- [Document segment]:
============================================================
Seventeen people are sick with E. coli infections and three have been hospitalized in an outbreak traced to flour recalled yesterday by the Aldi grocery chain.

The Rhode Island Department of Health has isolated the outbreak strain of E. coli O26 in an unopened bag of Baker’s Corner all-purpose flour. Aldi recalled some 5-pound bags of the flour this week after the state officials informed company officials about finding the pathogen. That was before federal officials announced the outbreak. The flour was produced and packaged for Aldi by ADM Milling Co., which is a subsidiary of the Archer Daniels Midland Co.

The flour may have been used to produce Aldi baking mixes. Some of the outbreak patients reported tasting raw batter made from such mixes in the days before becoming ill.

Consumers should not use or eat flour from 5-pound bags of Baker’s Corner all purpose flour packed for Aldi, including all lot codes and all best-by dates, that was distributed in Connecticut, Delaware, Massachusetts, New Hampshire, New Jersey, New York, Ohio, Pennsylvania, Rhode Island, Vermont and West Virginia, according to a public warning today from the Food ad Drug Administration. 

The FDA did not post a list of specific stores that received the flour. The agency did not indicate whether the flour could have been distributed to other states.

“FDA will work with the firms to determine whether other lots of flour made at that production facility may be potentially contaminated and need to be recalled, and on trying to determine the source of the contamination,” according to notices posted late this afternoon by the FDA and the Centers for Disease Control and Prevention.

No information has been made public about whether ADM Milling of Overland Park, KS, packaged any of the implicated flour under other brand names or for other customers. ADM produced the flour in a facility in Buffalo, NY.
============================================================
- [Supplied data]:
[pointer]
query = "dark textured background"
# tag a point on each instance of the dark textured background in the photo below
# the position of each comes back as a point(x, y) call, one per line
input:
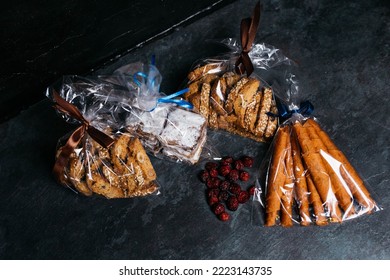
point(41, 40)
point(343, 51)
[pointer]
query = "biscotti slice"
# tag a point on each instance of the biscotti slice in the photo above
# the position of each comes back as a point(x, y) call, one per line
point(205, 100)
point(184, 135)
point(224, 122)
point(209, 68)
point(137, 152)
point(213, 119)
point(77, 175)
point(218, 95)
point(264, 109)
point(195, 101)
point(193, 88)
point(231, 79)
point(233, 95)
point(272, 121)
point(251, 112)
point(98, 184)
point(243, 99)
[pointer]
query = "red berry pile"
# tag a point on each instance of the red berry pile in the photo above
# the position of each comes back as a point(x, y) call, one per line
point(224, 181)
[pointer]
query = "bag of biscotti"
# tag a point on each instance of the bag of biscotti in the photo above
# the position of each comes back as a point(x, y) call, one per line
point(233, 91)
point(97, 158)
point(305, 178)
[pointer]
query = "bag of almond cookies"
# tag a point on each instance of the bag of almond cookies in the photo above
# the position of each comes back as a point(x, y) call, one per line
point(233, 91)
point(97, 158)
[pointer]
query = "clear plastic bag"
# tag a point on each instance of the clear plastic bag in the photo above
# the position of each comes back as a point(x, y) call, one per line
point(235, 102)
point(166, 125)
point(96, 158)
point(305, 177)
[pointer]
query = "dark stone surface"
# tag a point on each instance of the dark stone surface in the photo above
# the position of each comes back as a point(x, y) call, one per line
point(343, 51)
point(42, 40)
============================================================
- [Work task A]: Name every company mentioned in the article about the E. coli outbreak linked to Aldi flour.
- [Work task B]: Write the next part of the article about the E. coli outbreak linked to Aldi flour.

- [Answer area A]: Aldi, ADM Milling Co., Archer Daniels Midland Co.

- [Answer area B]:
Public health officials are concerned that consumers may have the recalled flour in their homes and not know it because such products are usually taken out of their packages and stored in other containers.

“If you stored flour purchased from ALDI in another container without the packaging and don’t remember the brand or ‘better by’ date, throw it away,” the CDC warned in its outbreak alert this afternoon.

“Consumers should thoroughly wash the containers before using them again.”

On an undisclosed date, the Rhode Island Department of Health collected and analyzed an unopened sample of the flour and determined it contained E. coli O26. The department issued a public warning Wednesday to consumers not to eat the flour.

The first person confirmed with an infection from the outbreak strain of E. coli became ill on Dec. 11, 2018. The outbreak patients, who are spread across eight states, range in age from 7 to 86 years old. No confirmed deaths had been reported to the CDC as of the posting of the outbreak notice today. The most recent patient became ill on April 18. Additional patients could be identified because of a lag time of a few weeks between when a person becomes sick and when confirmed laboratory reports are made available to the CDC.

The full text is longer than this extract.